Segment Start: Document segment

What is Childhood Development Screening?
Development screening is a procedure used to identify children of all ages who may show signs of developmental delays. These screenings can allow for earlier detection and intervention for developmentally delayed children. This can improve the health and well being of the child. The earlier the detection the better the outcome for all those involved. There are many opportunities for those children identified with behavioral and/or developmental delays.
In the United States about 17 percent of children have some sort of development or behavioral delay. Less than 50 percent of these children are identified before they begin school. These missed opportunities can cause significant delays and can impact school readiness. Examples of developmental or behavioral disabilities that are screened for include autism, attention deficit hyperactivity disorder and intellectual disabilities. Studies have shown that early detection of all these disorders can benefit greatly from early detection.
Development screenings can be done by various healthcare professionals. They can be done by your healthcare provider at the well child visits done in infancy and toddlerhood. Infants and toddlers between the ages of 0-3 should be monitored for development by a primary care health professional. Early intervention has been shown to provide the best results so emphasis is placed on early identification and treatment. Parents look to their healthcare provider for information and guidance although about 65 percent of pediatricians feel inadequately trained to access developmental status in their patients.

Segment End: Document segment
Segment Start: Information given

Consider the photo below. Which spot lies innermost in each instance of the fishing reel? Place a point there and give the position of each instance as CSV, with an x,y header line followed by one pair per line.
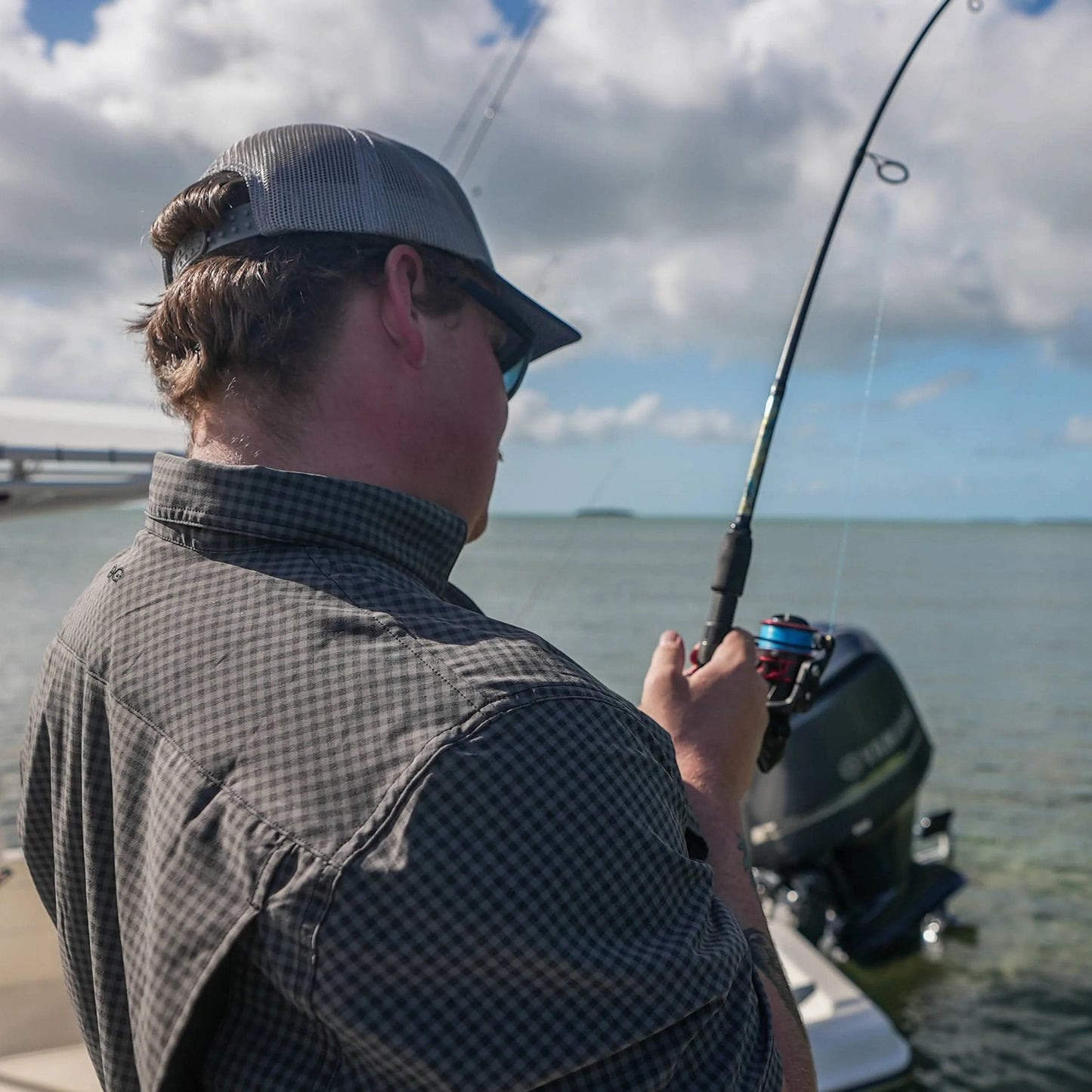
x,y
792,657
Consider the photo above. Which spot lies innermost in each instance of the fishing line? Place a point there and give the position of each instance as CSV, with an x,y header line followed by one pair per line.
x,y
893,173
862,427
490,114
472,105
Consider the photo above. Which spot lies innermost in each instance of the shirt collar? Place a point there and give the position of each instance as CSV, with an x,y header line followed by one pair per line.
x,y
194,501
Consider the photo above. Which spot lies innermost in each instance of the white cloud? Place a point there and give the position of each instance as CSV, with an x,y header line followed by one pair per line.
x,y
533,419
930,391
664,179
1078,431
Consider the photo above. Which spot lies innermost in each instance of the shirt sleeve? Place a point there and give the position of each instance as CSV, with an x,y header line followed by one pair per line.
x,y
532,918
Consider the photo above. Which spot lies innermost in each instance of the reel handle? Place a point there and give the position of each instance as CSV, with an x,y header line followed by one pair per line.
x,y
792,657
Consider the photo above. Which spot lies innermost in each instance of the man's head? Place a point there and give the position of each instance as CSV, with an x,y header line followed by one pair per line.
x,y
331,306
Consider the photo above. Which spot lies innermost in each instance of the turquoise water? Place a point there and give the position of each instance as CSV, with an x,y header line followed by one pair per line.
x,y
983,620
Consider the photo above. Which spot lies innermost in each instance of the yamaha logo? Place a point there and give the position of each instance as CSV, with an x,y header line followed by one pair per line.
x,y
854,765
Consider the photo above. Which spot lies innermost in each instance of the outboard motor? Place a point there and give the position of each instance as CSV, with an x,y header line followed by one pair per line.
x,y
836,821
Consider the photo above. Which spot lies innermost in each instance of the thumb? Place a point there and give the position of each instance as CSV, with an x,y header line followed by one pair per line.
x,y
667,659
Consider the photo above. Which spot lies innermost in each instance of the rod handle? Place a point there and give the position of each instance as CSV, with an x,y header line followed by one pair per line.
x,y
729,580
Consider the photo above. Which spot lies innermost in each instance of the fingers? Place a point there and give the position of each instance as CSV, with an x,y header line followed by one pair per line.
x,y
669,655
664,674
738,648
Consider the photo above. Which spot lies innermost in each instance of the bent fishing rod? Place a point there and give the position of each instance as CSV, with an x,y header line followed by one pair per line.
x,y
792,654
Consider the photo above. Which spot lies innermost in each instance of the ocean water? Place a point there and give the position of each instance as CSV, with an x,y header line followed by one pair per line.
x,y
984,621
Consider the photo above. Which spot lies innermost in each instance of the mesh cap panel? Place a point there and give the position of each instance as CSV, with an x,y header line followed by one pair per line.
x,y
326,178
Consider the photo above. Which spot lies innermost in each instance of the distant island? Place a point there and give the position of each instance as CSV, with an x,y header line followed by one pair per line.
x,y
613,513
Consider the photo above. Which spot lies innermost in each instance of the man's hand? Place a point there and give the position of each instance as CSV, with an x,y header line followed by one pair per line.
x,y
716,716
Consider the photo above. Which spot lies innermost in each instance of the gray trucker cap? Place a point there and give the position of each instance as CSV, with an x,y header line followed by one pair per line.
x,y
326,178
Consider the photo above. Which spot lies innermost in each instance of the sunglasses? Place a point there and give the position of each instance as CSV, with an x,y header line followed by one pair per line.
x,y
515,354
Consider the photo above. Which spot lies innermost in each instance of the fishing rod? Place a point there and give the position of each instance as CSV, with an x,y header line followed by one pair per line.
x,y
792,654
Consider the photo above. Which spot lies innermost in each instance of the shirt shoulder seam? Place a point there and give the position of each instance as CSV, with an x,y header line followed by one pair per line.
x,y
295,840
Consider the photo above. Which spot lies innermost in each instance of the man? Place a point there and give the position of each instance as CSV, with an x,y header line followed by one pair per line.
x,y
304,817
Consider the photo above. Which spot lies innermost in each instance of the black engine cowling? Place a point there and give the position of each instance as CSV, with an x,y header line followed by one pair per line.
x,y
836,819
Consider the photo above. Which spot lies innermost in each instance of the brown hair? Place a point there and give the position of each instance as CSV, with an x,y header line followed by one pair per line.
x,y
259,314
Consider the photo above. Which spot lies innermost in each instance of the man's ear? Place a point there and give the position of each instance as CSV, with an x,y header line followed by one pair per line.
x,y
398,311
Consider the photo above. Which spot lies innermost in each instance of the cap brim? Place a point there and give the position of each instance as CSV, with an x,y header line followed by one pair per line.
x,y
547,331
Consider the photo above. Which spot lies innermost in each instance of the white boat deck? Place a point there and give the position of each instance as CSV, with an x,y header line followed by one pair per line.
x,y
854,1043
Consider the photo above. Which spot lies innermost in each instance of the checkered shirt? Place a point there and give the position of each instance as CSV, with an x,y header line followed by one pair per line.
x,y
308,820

Segment End: Information given

» Task item: Can you transcribe the part of the childhood development screening text above from "In the United" to "from early detection.", word for word?

» Answer to the exercise:
In the United States about 17 percent of children have some sort of development or behavioral delay. Less than 50 percent of these children are identified before they begin school. These missed opportunities can cause significant delays and can impact school readiness. Examples of developmental or behavioral disabilities that are screened for include autism, attention deficit hyperactivity disorder and intellectual disabilities. Studies have shown that early detection of all these disorders can benefit greatly from early detection.